### Task details
Rewrite every line of the material below as a Markdown table with the columns "No." and "Text", numbering the rows and skipping blank lines. Leave the pictures out.

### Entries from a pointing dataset
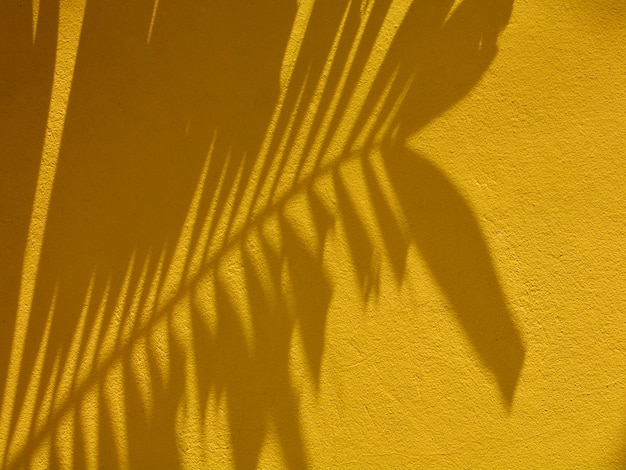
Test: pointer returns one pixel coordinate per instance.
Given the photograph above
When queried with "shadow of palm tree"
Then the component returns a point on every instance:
(171, 219)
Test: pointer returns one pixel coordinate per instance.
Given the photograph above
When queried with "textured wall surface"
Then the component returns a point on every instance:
(328, 234)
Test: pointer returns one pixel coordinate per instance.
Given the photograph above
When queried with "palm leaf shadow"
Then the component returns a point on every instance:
(432, 63)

### Exercise solution
| No. | Text |
|---|---|
| 1 | Test: pointer returns one pixel coordinate per instance. |
| 2 | Given the photograph above |
| 3 | When queried with "shadow of palm tree" |
| 4 | Then the component returns a point on every instance: |
| 5 | (171, 219) |
| 6 | Test: pointer returns one pixel coordinate per instance. |
| 7 | Given the photograph above |
| 8 | When queried with "textured wall surface" |
| 9 | Then the component returns a point on every instance: |
| 10 | (328, 234) |
| 11 | Test: pointer returns one pixel coordinate per instance. |
| 12 | Given the photograph above |
| 13 | When queried with "palm leaf shadow" |
| 14 | Then the component returns a point on every instance: |
| 15 | (432, 63) |